§ WORK INSTRUCTION
Look for the word "with" in the data below, and copy every line that holds it.

§ DATA SUPPLIED

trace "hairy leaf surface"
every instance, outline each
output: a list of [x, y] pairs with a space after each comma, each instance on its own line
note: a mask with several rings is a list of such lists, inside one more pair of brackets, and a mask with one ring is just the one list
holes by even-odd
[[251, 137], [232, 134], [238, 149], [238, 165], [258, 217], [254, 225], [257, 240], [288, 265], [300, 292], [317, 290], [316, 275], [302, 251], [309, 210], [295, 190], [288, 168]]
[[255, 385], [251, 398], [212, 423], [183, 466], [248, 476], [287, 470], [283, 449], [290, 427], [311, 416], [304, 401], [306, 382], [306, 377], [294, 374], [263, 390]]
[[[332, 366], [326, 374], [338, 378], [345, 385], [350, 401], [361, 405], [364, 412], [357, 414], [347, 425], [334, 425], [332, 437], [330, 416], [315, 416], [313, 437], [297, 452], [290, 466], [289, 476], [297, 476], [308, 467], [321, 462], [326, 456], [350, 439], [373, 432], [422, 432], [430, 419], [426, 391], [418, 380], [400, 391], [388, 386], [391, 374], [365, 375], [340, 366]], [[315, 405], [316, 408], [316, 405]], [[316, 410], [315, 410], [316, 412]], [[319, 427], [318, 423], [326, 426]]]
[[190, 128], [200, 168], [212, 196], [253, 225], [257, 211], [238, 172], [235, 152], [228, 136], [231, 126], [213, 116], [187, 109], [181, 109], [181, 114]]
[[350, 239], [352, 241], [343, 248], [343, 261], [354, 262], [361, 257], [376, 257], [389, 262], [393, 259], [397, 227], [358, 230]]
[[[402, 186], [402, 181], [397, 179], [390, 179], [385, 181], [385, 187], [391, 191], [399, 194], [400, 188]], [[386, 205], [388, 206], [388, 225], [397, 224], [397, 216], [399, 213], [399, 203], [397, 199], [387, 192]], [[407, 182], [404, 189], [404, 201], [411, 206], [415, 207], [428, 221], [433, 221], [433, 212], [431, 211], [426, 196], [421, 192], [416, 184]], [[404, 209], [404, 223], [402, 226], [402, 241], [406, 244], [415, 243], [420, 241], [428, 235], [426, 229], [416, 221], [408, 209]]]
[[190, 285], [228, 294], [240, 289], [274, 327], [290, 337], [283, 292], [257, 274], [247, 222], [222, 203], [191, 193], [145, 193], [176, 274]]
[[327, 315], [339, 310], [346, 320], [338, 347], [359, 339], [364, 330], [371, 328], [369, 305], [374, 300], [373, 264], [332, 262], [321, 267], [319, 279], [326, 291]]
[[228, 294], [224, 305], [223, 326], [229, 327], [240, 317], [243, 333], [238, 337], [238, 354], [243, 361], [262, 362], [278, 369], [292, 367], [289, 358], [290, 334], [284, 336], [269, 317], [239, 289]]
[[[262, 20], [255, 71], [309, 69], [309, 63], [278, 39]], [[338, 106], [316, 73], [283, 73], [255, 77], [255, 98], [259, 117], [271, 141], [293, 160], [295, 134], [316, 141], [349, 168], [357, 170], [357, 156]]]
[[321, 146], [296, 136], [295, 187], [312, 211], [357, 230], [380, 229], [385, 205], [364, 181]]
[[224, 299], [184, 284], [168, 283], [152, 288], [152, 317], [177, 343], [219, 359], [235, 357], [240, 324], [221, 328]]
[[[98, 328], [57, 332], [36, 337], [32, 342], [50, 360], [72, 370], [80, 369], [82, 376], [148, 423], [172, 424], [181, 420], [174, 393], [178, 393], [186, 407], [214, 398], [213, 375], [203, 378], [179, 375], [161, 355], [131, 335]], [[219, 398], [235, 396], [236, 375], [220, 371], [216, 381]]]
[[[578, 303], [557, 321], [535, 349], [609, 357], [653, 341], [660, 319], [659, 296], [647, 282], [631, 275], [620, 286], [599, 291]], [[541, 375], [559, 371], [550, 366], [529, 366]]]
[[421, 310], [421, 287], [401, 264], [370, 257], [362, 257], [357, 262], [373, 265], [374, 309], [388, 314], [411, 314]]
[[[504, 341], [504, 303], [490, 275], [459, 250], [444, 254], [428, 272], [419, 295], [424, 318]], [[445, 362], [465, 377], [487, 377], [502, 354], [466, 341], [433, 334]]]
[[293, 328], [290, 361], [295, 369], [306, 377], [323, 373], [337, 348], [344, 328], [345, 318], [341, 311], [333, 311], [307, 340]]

§ TASK RESULT
output: a list of [x, y] pairs with a space after each comma, each instance on its own line
note: a mask with several rings is a list of such lists, inside one more pair of brackets, and a mask with one ring is just the one list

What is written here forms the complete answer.